--- START ---

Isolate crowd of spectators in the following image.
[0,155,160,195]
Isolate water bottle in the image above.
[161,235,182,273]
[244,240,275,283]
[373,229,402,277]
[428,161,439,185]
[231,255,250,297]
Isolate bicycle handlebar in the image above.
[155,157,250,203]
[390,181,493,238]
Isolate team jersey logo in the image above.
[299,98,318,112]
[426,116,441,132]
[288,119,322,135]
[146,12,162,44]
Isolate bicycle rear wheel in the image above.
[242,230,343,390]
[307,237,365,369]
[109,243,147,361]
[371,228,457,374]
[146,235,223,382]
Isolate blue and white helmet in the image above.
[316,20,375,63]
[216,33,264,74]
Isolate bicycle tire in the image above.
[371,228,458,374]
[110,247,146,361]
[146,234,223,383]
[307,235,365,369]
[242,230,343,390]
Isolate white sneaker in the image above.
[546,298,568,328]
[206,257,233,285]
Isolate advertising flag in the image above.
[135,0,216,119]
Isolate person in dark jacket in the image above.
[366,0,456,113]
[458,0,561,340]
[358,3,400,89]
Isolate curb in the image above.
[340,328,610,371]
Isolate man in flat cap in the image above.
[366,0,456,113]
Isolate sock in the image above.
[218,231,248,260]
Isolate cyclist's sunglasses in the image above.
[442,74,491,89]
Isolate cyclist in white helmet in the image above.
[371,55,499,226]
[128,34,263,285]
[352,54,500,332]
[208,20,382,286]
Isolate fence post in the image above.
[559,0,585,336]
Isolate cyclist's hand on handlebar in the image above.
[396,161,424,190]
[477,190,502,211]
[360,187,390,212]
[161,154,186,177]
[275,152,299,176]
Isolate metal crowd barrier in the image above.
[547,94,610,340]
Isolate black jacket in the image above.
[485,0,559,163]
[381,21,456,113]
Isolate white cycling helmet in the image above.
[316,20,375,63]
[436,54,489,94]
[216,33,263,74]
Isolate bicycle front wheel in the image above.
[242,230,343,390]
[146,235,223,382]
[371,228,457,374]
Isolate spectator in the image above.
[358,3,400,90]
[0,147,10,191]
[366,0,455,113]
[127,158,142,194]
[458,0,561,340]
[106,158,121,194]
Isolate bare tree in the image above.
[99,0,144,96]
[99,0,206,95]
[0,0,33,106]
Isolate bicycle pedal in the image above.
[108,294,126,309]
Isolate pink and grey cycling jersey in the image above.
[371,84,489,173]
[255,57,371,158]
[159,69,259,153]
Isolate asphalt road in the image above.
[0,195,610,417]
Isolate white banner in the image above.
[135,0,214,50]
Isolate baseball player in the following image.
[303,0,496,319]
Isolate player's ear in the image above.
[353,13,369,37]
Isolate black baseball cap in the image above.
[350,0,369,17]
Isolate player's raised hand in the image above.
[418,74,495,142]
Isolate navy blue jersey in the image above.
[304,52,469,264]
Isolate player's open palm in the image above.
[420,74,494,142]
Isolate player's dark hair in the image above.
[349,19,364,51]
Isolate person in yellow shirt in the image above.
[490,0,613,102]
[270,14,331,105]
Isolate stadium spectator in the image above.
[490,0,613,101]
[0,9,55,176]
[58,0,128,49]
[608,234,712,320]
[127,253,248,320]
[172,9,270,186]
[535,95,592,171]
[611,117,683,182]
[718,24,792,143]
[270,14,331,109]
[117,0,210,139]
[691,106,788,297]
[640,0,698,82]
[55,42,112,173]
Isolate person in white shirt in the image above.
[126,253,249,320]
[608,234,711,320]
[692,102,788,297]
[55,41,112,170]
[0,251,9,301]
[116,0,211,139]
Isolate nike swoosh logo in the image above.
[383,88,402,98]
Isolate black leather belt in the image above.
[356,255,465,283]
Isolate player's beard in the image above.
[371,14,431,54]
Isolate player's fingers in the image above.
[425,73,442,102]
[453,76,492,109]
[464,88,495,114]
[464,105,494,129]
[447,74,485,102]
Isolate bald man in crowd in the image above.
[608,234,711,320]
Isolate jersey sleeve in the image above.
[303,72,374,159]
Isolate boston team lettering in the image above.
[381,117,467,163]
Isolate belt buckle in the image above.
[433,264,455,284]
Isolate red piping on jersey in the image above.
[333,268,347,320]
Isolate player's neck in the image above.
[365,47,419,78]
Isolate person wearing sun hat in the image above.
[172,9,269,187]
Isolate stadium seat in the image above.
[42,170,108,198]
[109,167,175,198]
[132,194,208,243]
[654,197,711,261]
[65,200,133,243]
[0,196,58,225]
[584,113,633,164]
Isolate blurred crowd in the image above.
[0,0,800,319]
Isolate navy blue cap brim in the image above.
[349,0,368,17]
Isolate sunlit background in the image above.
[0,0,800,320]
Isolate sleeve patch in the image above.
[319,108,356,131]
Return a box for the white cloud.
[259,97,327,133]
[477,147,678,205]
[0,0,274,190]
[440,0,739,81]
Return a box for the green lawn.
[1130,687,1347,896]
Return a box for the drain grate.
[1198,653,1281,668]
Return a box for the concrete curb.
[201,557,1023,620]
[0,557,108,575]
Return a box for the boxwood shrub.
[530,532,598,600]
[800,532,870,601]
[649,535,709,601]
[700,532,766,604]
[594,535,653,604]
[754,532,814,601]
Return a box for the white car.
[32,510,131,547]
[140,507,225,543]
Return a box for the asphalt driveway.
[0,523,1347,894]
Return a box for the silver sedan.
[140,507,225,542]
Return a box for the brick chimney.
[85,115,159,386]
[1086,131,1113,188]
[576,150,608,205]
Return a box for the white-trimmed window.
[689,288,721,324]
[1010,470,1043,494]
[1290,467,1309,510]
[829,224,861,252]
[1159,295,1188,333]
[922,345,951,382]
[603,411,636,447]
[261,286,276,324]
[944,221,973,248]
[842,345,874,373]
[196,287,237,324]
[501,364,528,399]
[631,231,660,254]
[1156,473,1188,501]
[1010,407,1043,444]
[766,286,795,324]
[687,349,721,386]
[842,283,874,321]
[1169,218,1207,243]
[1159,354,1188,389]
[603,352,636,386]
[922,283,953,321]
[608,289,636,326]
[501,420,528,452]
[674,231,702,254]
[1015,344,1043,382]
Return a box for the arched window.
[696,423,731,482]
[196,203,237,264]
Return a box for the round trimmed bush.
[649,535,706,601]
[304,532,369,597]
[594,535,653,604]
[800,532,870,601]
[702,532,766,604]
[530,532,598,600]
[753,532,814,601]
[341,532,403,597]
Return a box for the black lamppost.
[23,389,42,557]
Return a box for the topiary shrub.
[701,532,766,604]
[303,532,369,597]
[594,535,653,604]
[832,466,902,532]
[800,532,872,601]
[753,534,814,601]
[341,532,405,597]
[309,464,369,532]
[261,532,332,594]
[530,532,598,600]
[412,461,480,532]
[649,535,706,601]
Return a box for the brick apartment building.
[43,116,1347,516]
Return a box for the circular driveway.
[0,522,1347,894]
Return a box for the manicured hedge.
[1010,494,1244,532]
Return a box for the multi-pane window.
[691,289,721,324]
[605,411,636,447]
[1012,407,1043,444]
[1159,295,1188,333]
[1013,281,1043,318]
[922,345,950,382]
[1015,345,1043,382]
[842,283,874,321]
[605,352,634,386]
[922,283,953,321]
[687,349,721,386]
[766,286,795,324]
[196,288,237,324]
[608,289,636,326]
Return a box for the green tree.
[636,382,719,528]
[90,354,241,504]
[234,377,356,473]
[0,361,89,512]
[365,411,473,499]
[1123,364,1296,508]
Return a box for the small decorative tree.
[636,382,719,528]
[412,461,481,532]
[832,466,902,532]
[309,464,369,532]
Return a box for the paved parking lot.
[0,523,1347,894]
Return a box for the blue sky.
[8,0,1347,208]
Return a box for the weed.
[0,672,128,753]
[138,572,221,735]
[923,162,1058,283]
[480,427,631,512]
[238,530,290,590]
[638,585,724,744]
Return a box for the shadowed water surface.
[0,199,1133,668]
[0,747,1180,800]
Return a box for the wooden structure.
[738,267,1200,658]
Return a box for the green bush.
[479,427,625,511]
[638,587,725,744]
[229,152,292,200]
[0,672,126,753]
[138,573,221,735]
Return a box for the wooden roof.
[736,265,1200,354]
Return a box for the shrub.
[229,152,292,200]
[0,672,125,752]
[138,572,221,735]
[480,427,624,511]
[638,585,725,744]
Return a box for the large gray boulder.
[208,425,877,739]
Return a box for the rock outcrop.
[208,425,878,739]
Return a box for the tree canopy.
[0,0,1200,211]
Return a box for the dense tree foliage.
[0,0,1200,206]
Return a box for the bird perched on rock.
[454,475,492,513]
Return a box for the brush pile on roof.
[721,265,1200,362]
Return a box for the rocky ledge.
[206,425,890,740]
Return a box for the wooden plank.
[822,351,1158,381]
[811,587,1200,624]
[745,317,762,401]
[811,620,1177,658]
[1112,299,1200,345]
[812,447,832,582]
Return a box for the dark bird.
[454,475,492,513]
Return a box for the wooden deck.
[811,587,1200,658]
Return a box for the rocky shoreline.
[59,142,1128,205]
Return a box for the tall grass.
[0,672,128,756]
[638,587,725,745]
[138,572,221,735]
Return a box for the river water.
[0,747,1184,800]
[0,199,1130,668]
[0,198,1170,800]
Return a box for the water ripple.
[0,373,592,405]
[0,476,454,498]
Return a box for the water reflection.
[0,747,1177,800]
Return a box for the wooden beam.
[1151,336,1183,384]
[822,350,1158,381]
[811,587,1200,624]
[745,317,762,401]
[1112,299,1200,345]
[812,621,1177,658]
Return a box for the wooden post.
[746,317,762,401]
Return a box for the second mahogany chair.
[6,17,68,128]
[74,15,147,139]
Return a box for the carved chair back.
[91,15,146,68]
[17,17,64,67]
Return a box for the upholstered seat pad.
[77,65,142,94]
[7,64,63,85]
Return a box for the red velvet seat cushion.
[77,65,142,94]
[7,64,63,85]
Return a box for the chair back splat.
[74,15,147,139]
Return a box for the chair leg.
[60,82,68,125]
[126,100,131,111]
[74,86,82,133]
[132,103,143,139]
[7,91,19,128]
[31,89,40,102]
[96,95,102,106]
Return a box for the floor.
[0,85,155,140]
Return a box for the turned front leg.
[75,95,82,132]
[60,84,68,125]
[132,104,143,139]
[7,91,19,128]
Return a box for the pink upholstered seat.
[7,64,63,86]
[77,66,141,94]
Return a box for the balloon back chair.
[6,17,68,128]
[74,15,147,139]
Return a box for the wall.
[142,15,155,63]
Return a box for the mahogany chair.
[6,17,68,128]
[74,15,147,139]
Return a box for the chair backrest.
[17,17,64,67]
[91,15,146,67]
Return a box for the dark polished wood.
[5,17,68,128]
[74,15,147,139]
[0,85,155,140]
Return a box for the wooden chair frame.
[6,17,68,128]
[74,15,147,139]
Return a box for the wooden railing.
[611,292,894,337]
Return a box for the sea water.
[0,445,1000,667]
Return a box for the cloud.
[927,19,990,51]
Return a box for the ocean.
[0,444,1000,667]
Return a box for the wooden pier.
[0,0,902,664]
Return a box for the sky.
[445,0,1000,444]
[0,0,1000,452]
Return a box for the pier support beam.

--- END ---

# OBJECTIVE
Return everything from the start of the records down to the line containing "[146,12,162,44]", both ends included, reproduced exactly.

# RESULT BELOW
Isolate crowd of spectators in the following image.
[0,155,160,195]
Isolate water bottle in the image above.
[161,235,182,273]
[244,240,275,283]
[373,229,402,277]
[428,161,439,185]
[231,255,250,297]
Isolate bicycle handlebar in the image above.
[155,157,250,203]
[390,181,493,238]
Isolate team jersey logo in the image above.
[299,98,318,112]
[426,116,441,132]
[288,119,322,135]
[146,12,162,44]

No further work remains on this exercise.